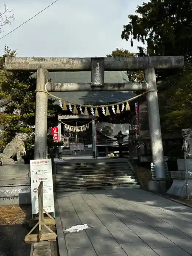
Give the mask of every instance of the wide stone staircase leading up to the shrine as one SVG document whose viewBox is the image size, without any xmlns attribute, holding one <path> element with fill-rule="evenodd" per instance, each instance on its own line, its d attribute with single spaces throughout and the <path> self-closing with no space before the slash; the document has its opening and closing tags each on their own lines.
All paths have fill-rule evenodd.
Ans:
<svg viewBox="0 0 192 256">
<path fill-rule="evenodd" d="M 127 159 L 72 159 L 56 162 L 56 191 L 139 188 Z"/>
</svg>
-*-
### Work instructions
Transcribe all data precisely. Pictures are not copied.

### Answer below
Give the mask of every instance of the wide stone staircase leading up to the shrine as one SVG document whose viewBox is the image size, without any xmlns attribute, holding one <path> element with fill-rule="evenodd" per instance, each instance on its own line, its d attribute with single spaces throughout and the <path> self-closing with no space before the slash; the document has its opening and closing tags each on their own lines.
All paths have fill-rule evenodd.
Ans:
<svg viewBox="0 0 192 256">
<path fill-rule="evenodd" d="M 127 159 L 72 159 L 56 162 L 56 191 L 139 188 Z"/>
</svg>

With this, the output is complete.